→ TASK GOAL: Write out the listing below character for character, though without its pictures.

→ EXERCISE INPUTS:
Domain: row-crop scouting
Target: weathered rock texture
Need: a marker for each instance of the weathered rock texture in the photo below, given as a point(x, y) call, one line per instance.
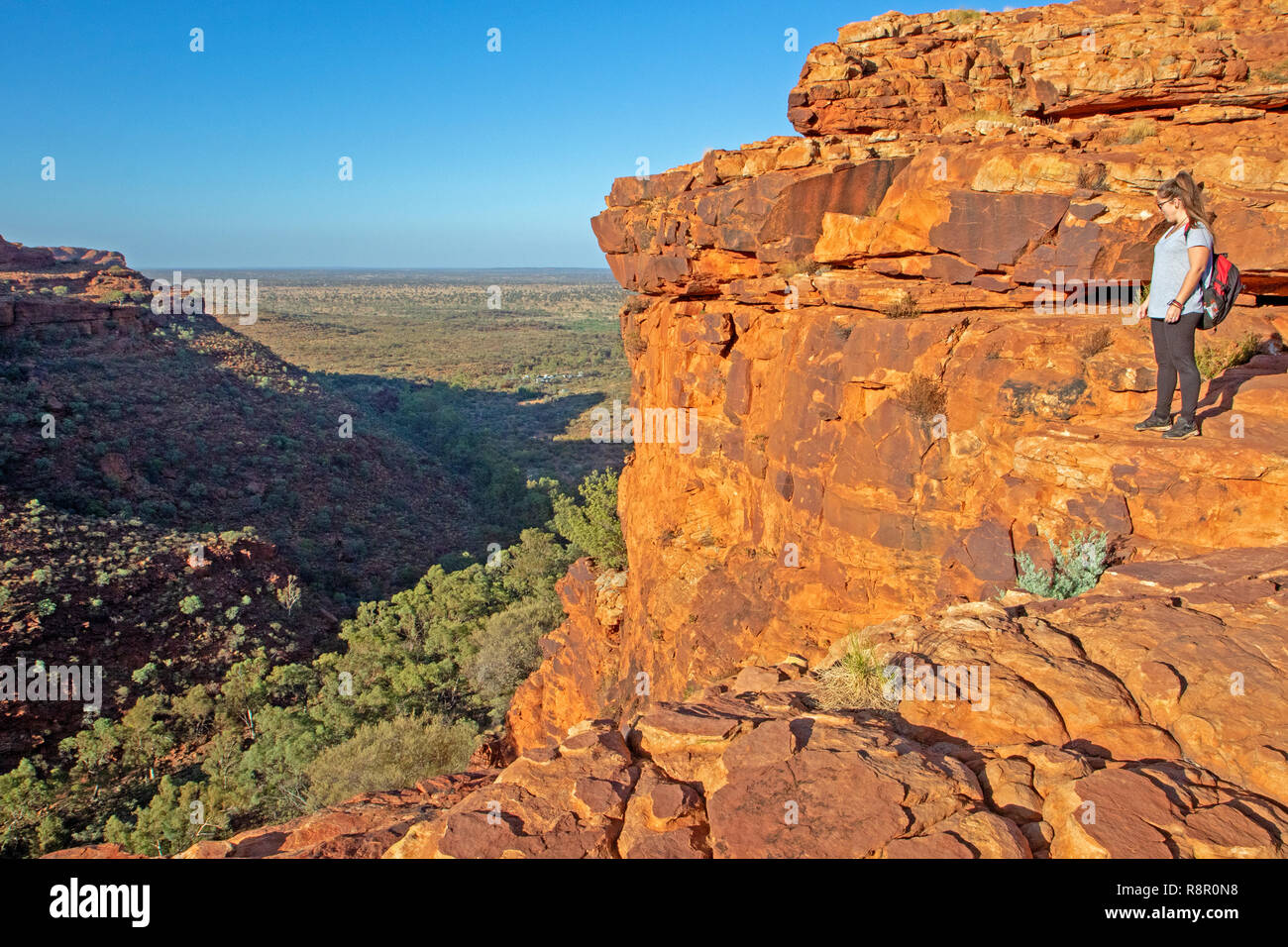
point(68, 289)
point(1137, 720)
point(853, 466)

→ SOLUTION TO THE PROBLEM:
Domain: row-crop scouting
Target: weathered rock texture
Need: a marker for each instance of the weathered rock texture in the photo below, given as a point(x, y) call, one line per instance.
point(68, 289)
point(1137, 720)
point(853, 466)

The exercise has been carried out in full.